(Data shown):
• • • • • • •

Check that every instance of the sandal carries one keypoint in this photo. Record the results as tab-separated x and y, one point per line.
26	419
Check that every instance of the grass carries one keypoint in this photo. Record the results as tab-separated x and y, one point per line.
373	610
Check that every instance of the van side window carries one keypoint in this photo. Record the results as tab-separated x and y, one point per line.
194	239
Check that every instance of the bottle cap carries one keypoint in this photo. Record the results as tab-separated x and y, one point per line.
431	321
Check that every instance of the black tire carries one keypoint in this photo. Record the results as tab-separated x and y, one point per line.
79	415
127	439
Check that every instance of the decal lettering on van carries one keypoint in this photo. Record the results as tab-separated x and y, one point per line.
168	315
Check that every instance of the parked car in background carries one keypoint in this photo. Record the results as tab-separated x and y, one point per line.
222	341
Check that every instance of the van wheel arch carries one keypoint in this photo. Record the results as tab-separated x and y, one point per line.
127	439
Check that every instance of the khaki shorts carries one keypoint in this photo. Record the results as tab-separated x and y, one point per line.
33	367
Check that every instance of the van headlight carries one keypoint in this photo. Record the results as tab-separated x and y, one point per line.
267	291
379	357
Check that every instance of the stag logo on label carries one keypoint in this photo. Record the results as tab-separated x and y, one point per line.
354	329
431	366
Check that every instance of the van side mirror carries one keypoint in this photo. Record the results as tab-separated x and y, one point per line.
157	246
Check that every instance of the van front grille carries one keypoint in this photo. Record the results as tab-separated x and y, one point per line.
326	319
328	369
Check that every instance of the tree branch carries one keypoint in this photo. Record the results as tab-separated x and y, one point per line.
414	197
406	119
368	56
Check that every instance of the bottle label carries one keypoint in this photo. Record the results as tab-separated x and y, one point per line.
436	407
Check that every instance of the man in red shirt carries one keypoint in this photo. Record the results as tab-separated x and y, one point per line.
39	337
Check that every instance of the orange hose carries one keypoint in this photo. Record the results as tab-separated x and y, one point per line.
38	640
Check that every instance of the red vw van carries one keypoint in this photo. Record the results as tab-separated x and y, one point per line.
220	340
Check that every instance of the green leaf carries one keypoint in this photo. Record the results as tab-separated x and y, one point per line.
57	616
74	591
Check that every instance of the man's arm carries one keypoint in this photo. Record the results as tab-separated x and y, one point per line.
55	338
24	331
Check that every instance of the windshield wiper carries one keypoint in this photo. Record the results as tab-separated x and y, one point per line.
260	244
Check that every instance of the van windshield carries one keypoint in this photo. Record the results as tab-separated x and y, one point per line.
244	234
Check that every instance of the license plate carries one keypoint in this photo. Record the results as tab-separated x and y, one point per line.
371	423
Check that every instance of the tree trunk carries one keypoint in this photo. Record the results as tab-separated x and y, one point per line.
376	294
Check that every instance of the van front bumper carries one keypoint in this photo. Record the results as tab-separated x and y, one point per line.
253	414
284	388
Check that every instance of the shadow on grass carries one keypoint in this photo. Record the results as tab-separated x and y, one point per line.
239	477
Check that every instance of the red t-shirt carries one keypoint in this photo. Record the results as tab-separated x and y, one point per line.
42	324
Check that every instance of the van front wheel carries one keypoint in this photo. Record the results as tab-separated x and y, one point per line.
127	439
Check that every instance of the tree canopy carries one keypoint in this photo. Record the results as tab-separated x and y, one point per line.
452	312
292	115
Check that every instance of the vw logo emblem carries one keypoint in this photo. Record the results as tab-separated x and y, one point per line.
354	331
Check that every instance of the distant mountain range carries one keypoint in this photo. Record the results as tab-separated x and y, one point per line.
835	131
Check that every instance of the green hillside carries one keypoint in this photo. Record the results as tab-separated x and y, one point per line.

• • • • • • •

Would you give the entries back word for word?

(Solution for this task):
Check that every instance of the sandal carries one keypoint in this photo. Record the results as tab-separated x and y, one point per line.
26	419
Check that every instance of the grass carries one keypoint in this photo. Record the results as tab-separated x and y, one point per line.
373	610
Check that every instance of the van side window carries one keypoint in this photo. Record the results as tab-separated x and y, one point per line.
194	239
Check that every instance of the bottle cap carries one keypoint in this photo. Record the results as tab-separated x and y, one point per line.
431	321
Check that every instance of the black tire carries one keypoint in this photo. Record the results as tab-separated x and y, one point per line.
79	415
127	439
Check that every instance of the decal lettering on van carries one keypoint in this photo. Record the results as tab-separated x and y, one point per line.
168	315
Check that every instance of the parked car in background carries one keypoint in this photo. Record the results as tab-separated x and y, one point per line.
222	341
Check that every instance of the van wheel arch carries one keypoint in this photo. Record the results as tab-separated x and y, one point per line.
127	439
Check that every instance of the khaki shorts carries one keypoint in this photo. Record the results as tab-separated x and y, one point per line.
33	367
Check that every instance of the van headlight carries one keypoint in this photo. Record the results as tab-separated x and y, one point per line.
267	291
379	357
Check that every instance of the stag logo on label carries one keypoint in this photo. Record the results as tab-separated x and y, one point per line.
354	329
431	366
Check that every instance of the van side mirror carries one keypoint in this photo. Record the results as tab-separated x and y, one point per line.
157	246
Check that every instance of the van front grille carries one keypoint in this photo. Record the results as tab-separated x and y, one point per line.
326	319
328	369
Check that every instance of the tree branch carries one keypoint in this photo. Record the results as tab-separated x and y, one point per line.
414	197
406	119
368	56
Check that every instance of the bottle label carries one keypoint in this photo. Record the results as tab-separated x and y, one point per line.
436	407
Check that every instance of the man in red shirt carries one keypoint in this photo. Record the results as tab-separated x and y, one point per line.
39	337
Check that every instance of the orange hose carries one keypoint in this photo. Record the results as tab-separated x and y, one point per line.
38	640
Check that every instance of the red vw van carries one keypoint in this photo. Record the results as tab-separated x and y, one point per line.
220	340
Check that every instance of the green leaf carries one keypoint in this photo. Record the results as tab-separated x and y, one point per line.
57	616
74	591
Check that every instance of the man's arm carries one keypoint in this photo. Record the results as tab-separated x and y, one point per line.
55	338
24	331
Check that every instance of the windshield wiper carries one keypoint in this photo. Record the results as tab-separated x and y, one point per line.
260	244
Check that every instance of the van windshield carries one keypoint in this photo. Record the results as tab-separated x and y, one point per line.
244	234
Check that every instance of the license plate carries one keypoint in this photo. Record the results as tab-separated x and y, one point per line.
371	423
Check that every instance of the tree trunk carries one keypoint in this photo. Record the results as tab-separated x and y, one point per line.
376	294
Check that every instance of the van front bumper carries one keypoint in this photo. Record the results as tab-separated x and y, one point per line.
253	414
284	388
Check that every instance of the shadow on grass carries one keypoint in this photo. Record the results as tab-separated x and y, one point per line.
239	477
Check that every instance of the red t-shirt carries one keypoint in this photo. Record the results as tab-separated x and y, one point per line.
42	324
Check that every instance of the van front wheel carries one keypoint in this photo. Record the results as tab-separated x and y, one point per line.
127	439
Check that every instance of the tree canopy carries one keypoint in this photo. Record the results as tab-separated x and y, one point per line.
452	312
292	115
Check that every instance of the vw logo emblem carries one keypoint in this photo. Record the results as tab-separated x and y, one point per line.
354	331
Check that every instance of the distant mountain range carries one keypoint in this photo. Record the results as tab-separated x and y, one point per line.
835	131
Check that every instance of the green hillside carries one keypoint in this photo. Record the results as tab-separated x and y, one point per line.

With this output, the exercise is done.